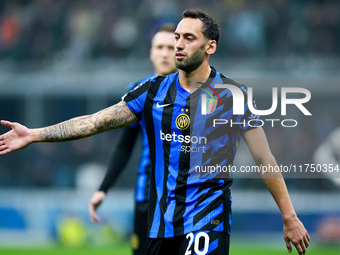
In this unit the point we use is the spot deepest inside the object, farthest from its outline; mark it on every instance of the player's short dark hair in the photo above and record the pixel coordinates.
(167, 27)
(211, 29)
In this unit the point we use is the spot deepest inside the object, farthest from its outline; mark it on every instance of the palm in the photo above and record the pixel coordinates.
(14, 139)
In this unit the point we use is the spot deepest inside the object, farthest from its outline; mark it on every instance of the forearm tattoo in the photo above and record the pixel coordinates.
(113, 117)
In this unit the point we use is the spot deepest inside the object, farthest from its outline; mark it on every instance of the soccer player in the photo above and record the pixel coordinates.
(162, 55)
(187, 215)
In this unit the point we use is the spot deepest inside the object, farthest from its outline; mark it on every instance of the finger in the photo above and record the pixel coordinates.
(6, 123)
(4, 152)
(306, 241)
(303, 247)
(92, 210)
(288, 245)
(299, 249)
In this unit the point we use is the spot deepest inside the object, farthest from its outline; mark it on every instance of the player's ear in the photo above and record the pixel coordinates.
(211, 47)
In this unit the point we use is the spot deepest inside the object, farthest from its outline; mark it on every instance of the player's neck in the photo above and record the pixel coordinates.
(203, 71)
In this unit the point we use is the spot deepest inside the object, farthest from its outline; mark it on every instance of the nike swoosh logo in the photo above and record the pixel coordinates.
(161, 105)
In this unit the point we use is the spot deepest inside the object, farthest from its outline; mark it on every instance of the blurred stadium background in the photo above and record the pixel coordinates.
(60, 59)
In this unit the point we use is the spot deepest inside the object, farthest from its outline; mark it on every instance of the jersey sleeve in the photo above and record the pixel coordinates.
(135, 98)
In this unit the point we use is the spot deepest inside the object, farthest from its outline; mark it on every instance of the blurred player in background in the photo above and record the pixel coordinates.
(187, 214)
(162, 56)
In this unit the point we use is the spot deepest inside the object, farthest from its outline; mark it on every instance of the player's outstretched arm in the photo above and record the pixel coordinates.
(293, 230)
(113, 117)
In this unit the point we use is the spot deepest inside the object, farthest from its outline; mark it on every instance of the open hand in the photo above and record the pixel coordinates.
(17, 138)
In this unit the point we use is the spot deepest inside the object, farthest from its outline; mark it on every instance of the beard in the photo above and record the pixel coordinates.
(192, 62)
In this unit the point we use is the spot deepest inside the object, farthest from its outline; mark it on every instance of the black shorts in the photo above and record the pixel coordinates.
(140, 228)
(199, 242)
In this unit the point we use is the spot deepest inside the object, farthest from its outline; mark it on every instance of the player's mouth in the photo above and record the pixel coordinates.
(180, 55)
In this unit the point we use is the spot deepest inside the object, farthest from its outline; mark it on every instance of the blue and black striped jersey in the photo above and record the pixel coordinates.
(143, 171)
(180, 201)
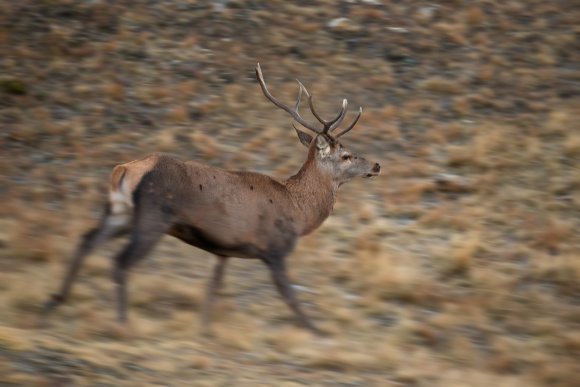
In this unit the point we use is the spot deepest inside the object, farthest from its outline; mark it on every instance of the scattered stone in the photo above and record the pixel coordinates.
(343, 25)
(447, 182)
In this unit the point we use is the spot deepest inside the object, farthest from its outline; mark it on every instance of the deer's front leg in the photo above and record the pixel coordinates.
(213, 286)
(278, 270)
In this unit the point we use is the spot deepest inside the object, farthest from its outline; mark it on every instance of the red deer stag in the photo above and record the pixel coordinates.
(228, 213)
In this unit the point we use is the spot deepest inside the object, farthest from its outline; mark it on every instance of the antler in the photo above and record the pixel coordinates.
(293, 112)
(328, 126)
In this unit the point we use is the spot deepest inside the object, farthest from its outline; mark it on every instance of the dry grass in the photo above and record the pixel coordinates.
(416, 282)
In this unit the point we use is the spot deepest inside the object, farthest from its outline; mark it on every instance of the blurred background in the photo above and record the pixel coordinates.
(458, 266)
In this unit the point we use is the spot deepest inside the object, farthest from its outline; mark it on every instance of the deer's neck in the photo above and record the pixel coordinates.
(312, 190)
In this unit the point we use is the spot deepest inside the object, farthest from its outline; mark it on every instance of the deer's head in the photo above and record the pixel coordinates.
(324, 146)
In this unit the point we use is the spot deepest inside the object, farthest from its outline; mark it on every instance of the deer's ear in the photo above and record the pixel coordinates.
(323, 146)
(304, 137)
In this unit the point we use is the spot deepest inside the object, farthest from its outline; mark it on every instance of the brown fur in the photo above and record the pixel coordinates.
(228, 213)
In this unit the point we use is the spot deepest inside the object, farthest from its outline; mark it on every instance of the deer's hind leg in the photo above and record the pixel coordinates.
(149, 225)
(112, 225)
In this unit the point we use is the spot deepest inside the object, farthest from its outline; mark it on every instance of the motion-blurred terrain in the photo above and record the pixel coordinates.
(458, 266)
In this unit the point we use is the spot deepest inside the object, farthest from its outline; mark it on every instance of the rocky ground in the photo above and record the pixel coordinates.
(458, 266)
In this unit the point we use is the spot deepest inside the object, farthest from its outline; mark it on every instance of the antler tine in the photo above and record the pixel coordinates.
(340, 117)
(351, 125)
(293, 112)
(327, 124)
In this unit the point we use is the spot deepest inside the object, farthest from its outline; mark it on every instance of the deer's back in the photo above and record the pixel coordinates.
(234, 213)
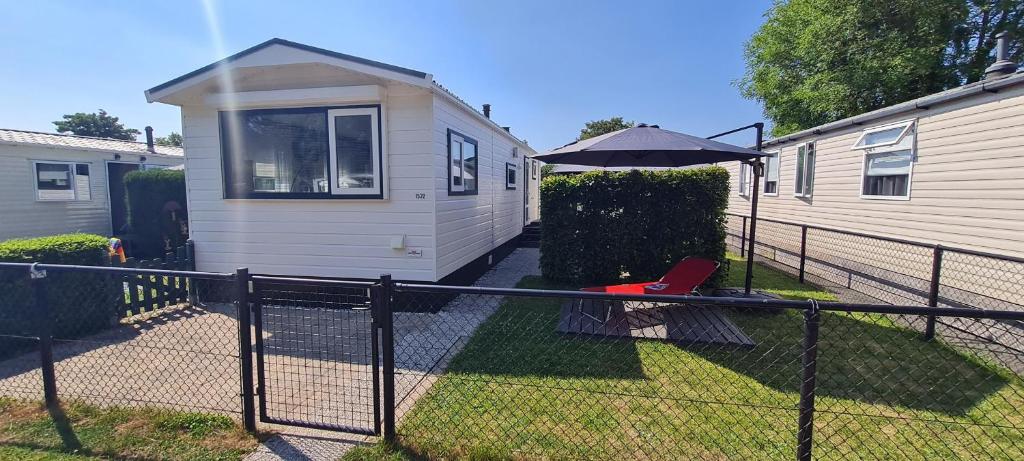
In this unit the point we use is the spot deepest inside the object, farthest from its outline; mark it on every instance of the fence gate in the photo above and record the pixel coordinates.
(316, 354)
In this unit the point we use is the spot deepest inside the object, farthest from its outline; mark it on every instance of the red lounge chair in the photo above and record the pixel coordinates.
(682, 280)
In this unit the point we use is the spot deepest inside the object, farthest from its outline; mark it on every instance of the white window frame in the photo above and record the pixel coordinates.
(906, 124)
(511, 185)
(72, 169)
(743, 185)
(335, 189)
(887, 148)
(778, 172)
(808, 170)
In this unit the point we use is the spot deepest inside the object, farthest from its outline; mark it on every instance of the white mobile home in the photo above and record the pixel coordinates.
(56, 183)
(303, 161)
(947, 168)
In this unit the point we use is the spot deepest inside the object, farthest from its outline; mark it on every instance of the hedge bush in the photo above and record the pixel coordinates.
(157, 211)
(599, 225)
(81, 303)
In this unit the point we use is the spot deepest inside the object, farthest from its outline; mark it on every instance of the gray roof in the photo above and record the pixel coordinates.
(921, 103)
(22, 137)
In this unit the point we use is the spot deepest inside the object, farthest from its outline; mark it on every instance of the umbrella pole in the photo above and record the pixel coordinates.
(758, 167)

WHAT IS REQUIRED:
An exact, image-free transcription of all the records above is needed.

REPLY TO THE TASK:
In this unit the point we use is the spot deepest inside the object, farthest from its outline; mark it on every instance of the player's short dark hair in the photo above and record the pixel coordinates.
(167, 27)
(211, 29)
In this unit the point we use is the spot deepest inside the object, farthest from its outline; mark it on every instance of the palm in the photo above and record the pixel coordinates.
(14, 139)
In this unit the point we use is the spot deepest inside the object, farthest from its outline; mark it on every instance of the forearm tattoo in the photo above and record the pixel coordinates.
(113, 117)
In this unit the point we use is the spot deepest inside the object, farthest from its outline; mark it on every instance of the soccer player in the photo above and record the pixel coordinates.
(162, 55)
(187, 215)
In this unit the point we use is the spot deepest inside the object, farthest from its outline; mark it on every instance of the finger in the photo above and record the pixel coordinates.
(6, 123)
(4, 152)
(306, 241)
(303, 247)
(92, 210)
(288, 245)
(299, 249)
In this unit the point we use is the spot deepest inside the object, farthest from its outline; mark it on every instance of the player's ear in the photo above and record the pixel coordinates.
(211, 47)
In this unit the point we use is the spot deepest inside the object, farthest from its outline; mark it on every instance of the player's neck in the photo above and record the pixel coordinates.
(203, 71)
In this unit the point we use is the spot deepest inside the object, farthest from its outline; mark it on every instance of the nike swoosh logo in the photo above and record the pixel coordinates.
(161, 105)
In this unit the point we use is the spot deepest inside the object, farthest from its outline; mark it on every instance of the blurred stadium background in the photo above and record the pixel coordinates.
(60, 59)
In this unit the point we use is the spot deepest inside the object, farthest from its outline; mark it on every instance of the jersey sleeve in the photo above and record the pixel coordinates.
(135, 98)
In this unit the point we use is the spot deepest inside the object, farthest from its outline; mark it on every instance of the blurred player in background in the photo above and record the pixel coordinates.
(187, 214)
(162, 56)
In this unit the point we use is the spot deepest inside the object, farthest from its outline; mark it on every instance of the player's outstretched arm in the photo above and record the pixel coordinates.
(293, 230)
(113, 117)
In this unit the point we use is the spot deepest inside the object, farthest from its outline; mark it on every instance of the open hand in the photo above and record the pixel coordinates.
(17, 138)
In this unit the point we use is the spot deepest inside the object, farthest from its outline; mark it on every instance of the beard in the photo above and record the pixel coordinates.
(192, 62)
In this unit the point we use is the spot deepest inside the object, farthest from its outline; mark it on every instance of the black shorts in the photo above and record the pixel coordinates.
(140, 228)
(199, 242)
In this unit the point we use is the spot deepest inside the object, farthest from its outline; mark it on every instance of the player's mouth in the photo above and record the pixel coordinates.
(180, 55)
In this unit the point we use is the spot deepest inside the object, farthest from its outline; mark it on every instance of the blue and black striped jersey in the photo above and record the pixel coordinates.
(143, 171)
(180, 201)
In this unit the point we use is the spot deepest inside the object, farthest from its outline; mark it on every instance of the scattered stone in the photo above and record the pixel coordinates.
(343, 25)
(447, 182)
In this unit the point we use is the spot deepest inside the object, farthest from its outline; mark it on every instance of the deer's front leg in the photo above and record the pixel coordinates.
(213, 286)
(278, 270)
In this unit the point we use is the spot deepest inside the object, farthest from its outline; mark it on every instance of the red deer stag in the photo above and record the pixel coordinates.
(228, 213)
In this unit the point we use is the spot deepest inside the object, farthest from its outline; mark it on every instance of the antler in the photo above and record the pixel coordinates.
(293, 112)
(328, 126)
In this unit the point we use is the spot deepest inside the object, farthest from its outline; mark it on every instance of the dry grass in the photo above and record the pixel coordinates.
(416, 282)
In this unit the point we use is the spot deepest inside the object, farthest from its outline; mark it on every instance of the blurred background in the photo above and record the pixel coordinates.
(458, 266)
In this unit the point we use is the spot deepest inside the object, farthest from its outline; mark it on every instance of the deer's neck in the photo above and record the pixel coordinates.
(312, 190)
In this unit the point we use is the spot deepest inside the object, farthest from its outline; mark it on every instance of the deer's head in the photo above and record the pixel coordinates.
(324, 146)
In this unit the point we use is the spot deepest inside the object, farthest from its outline; mark it on every instance of the deer's ear in the photo above and record the pixel coordinates.
(323, 146)
(304, 137)
In this unit the point we use is the spot deepest inside the object, farthest from its outline; mark it on every instance of the brown fur in the photo above and record the pixel coordinates.
(228, 213)
In this unit the point we use is the spot deepest inside the object, farthest from its outline; mark it on every instance of the deer's hind leg in the photo above and record the pixel coordinates.
(149, 225)
(112, 225)
In this unit the point we use is the spot deepest inside the object, farthest from its outline; mark it on every instance of the motion-blurred terrain in the photo above and record the pixel coordinates.
(458, 266)
In this unit the point we use is the spot deepest inside the object, farthest from its outline; mark it on every instance of the rocky ground in the photo above and record the pixel coordinates.
(458, 266)
In this unit the point we use is the spot deepest inside the object, farthest from its outline; mark it on every instance of the antler tine in the photo above and record the pixel coordinates.
(340, 117)
(351, 125)
(293, 112)
(327, 124)
In this unit the point we use is the spot deepest inside the object, farthest from its outline; mark it on every instance of the deer's back in the photo above and record the pixel coordinates.
(234, 213)
In this unit the point we use is the spot deepest inside the object, farthest from its outline; mark it on every instance of the fence gate in the photo above and record the pixel coordinates.
(316, 354)
In this unit the point we use is the spot deepest inside the object, farthest from its outline; mark it on every instance of the red lounge chair in the photo above and record the pixel coordinates.
(682, 280)
In this unit the point we use is the spot deepest inside the object, farthest from its outline; mark it on every instance of the white window frame in the photo above and record the pixel coordinates.
(906, 124)
(511, 185)
(72, 169)
(743, 185)
(335, 189)
(887, 148)
(778, 172)
(808, 170)
In this unit the point we use is the spot deepest inside the object, farthest from its outline; mark it on every instance of the white mobile home in the photo above and record the pixel coordinates.
(56, 183)
(303, 161)
(947, 168)
In this unit the point we use is the spot deepest inside the object, farthest from its outline; mark it on every instance of the hedge bush in the photo above and record the pixel coordinates.
(157, 211)
(599, 225)
(81, 303)
In this unit the point we use is the spot deepest inside the object, farthest from its outline; mark it on every instance of the gray roof in the photo above and record the pixel coordinates.
(921, 103)
(22, 137)
In this unit the point we use is the spot deepest inside the object, farthest from its outline; mark it on every instance of the umbrella pole in the photo above and record the pixel coordinates.
(758, 167)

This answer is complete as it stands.